◆ INSTRUCTIONS
1. How would you restate the paragraph of the fig tree story that begins "A member wanted to bring in" more briefly, keeping its main facts?
2. Can you carry on the Berlin fig tree story below from the point where it stops?

=== PAGE EXTRACT ===

When the Fig Tree Moves In: A Story from Berlin

Sometimes it's not about whether you say yes. It's about making sure that yes actually works.

Christina Hotzel, Coworking Space and Community Manager at Rooftop Office in Berlin, knows this from personal experience:

"A member wanted to bring in his 40-year-old fig tree. Sounds unusual at first, but I always make sure everyone feels at home. Since a banana plant had once triggered the motion alarm while unfurling its leaves, we had to make sure a falling leaf wouldn't set it off. So my IT colleague and I did what had to be done: we played dancing tree ourselves. The good news: the tree moved in."

We love this story. Not just for the mental image of Christina impersonating a fig tree in the middle of a coworking space. But because it perfectly captures what great community management is really about: not reflexively saying no, but creatively making yes possible.

A 40-year-old fig tree isn't a problem. It's a character. And spaces with character are built from exactly these kinds of moments.

=== INFORMATION SHOWN ===

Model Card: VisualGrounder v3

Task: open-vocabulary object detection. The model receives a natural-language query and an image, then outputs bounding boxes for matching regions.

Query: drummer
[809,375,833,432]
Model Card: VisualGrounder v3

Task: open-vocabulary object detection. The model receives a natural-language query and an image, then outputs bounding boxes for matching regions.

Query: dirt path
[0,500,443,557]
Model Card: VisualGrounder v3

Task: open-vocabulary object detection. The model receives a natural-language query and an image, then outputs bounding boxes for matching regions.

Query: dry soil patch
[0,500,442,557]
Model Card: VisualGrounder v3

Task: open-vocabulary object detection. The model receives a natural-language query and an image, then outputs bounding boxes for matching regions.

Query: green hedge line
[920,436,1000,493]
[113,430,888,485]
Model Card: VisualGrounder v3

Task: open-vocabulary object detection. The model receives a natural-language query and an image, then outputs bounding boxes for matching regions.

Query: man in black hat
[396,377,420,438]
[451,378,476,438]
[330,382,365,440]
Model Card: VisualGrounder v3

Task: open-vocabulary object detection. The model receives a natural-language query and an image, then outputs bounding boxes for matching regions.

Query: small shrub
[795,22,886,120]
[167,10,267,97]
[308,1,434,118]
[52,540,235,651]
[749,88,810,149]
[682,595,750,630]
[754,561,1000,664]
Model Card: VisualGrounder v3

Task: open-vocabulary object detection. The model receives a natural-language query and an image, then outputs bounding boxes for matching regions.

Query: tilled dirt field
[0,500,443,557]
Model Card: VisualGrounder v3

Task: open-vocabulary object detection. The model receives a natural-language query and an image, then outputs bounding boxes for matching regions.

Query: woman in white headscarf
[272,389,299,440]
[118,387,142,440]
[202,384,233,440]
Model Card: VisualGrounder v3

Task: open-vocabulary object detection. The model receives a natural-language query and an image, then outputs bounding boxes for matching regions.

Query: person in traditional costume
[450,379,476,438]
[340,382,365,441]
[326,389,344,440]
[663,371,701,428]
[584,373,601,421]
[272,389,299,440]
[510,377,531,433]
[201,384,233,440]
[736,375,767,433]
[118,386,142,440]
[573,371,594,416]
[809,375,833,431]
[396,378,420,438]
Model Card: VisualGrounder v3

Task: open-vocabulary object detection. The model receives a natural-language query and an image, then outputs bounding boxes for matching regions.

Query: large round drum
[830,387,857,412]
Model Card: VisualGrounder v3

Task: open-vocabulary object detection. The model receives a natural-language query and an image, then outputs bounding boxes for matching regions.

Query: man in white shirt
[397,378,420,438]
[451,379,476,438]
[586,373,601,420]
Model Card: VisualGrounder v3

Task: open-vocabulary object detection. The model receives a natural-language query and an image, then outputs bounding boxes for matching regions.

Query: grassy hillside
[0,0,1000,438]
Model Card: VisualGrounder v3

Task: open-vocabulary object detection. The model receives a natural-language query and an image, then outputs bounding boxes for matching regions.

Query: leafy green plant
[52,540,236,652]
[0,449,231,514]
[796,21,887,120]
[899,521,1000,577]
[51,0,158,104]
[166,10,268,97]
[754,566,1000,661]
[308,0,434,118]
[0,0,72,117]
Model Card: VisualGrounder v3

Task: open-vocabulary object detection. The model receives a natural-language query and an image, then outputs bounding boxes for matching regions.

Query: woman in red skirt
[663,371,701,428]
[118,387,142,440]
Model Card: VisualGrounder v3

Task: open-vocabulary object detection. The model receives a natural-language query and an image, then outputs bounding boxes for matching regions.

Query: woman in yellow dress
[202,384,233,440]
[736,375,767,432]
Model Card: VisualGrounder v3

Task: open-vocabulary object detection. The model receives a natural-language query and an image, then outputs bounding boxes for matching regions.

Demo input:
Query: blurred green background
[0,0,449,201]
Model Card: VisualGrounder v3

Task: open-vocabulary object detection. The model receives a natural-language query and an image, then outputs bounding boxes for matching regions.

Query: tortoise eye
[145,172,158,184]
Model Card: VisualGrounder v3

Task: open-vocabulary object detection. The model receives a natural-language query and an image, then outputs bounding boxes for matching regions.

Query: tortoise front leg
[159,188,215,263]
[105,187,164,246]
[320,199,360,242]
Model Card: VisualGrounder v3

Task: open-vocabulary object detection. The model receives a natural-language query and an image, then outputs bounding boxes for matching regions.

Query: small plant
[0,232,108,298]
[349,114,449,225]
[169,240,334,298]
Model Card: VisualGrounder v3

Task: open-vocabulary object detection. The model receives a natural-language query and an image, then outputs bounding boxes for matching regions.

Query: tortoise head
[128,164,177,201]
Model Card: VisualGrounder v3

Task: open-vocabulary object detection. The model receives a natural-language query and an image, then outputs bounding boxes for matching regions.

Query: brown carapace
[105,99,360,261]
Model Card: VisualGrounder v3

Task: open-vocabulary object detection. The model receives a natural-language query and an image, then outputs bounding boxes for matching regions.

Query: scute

===

◆ RESPONSES FOR EACH TASK
1. A member asked to bring in his 40-year-old fig tree. A banana plant had once set off the motion alarm while unfurling its leaves. To check that a falling leaf wouldn't trigger it, Christina and her IT colleague played dancing tree themselves. The tree was allowed to move in.

2.
The Requests We All Secretly Smile About

Christina's fig tree is far from a one-off. From the coworking community, we've heard plenty more:

The Pet Dilemma: Dogs are welcome in many spaces these days. But where do you draw the line? Cats? Rabbits? A member who brings their parrot to a video call, muted, of course?

The Kitchen Question: The shared kitchen is the most emotionally charged territory in any coworking space. Fish in the microwave at 9 a.m. Fermented vegetables that have been "almost ready" for weeks. A personal espresso machine sitting next to the communal one like a silent act of protest.

The Mobile Interior Designer: Some members arrive with more than a laptop. Their own monitors, their own lamp, their own plants. Sometimes with the ambition to turn a flex desk into something that looks like a private office from back in the eighties.

The IT Enthusiast: "I'll just quickly connect my server." Sounds harmless. Usually isn't. Personal hardware on the network, private Wi-Fi hotspots, green screen setups that take over half the room. Creative minds need infrastructure, but sometimes they also need clear boundaries.

The Wellness Pioneer: Yoga mat in the hallway. Aromatherapy diffuser on the desk. A cold shower after the morning run, in a space that technically doesn't have a shower, but somehow does. When your coworking space becomes your second home, your entire morning routine comes with it.

What We've Learned (or Can Learn)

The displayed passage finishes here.